§ TO BE DONE
Starting at the line that contains "Target: aircraft nose cone", copy the records below word for word through their final line.

§ SUPPLIED RECORDS

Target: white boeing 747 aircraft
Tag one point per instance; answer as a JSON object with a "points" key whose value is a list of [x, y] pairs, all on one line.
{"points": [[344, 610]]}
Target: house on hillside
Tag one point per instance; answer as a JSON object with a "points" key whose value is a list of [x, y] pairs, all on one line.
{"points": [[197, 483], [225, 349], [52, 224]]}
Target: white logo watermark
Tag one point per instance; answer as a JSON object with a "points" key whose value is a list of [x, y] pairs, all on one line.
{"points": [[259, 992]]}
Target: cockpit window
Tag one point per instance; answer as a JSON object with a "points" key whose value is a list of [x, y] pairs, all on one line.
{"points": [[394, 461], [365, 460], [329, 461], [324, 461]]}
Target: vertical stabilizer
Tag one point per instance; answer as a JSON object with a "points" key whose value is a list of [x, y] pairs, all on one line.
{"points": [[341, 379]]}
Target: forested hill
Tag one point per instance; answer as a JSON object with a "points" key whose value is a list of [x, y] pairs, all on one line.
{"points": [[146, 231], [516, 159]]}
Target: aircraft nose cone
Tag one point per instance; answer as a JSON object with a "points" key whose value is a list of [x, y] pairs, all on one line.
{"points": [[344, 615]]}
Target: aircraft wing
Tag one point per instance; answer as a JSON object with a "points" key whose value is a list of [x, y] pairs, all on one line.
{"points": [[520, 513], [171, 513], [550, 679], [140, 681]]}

§ IN RESPONSE
Target: aircraft nose cone
Tag one point per instance; answer as a JSON object with a "points" key whose value is a list of [x, y] pairs, all on one line.
{"points": [[344, 615]]}
Target: aircraft wing
Tag one point per instance; answer as a JSON object with a "points" key whose value is a list of [x, y] pairs, all on one line.
{"points": [[520, 513], [171, 513], [550, 679], [140, 681]]}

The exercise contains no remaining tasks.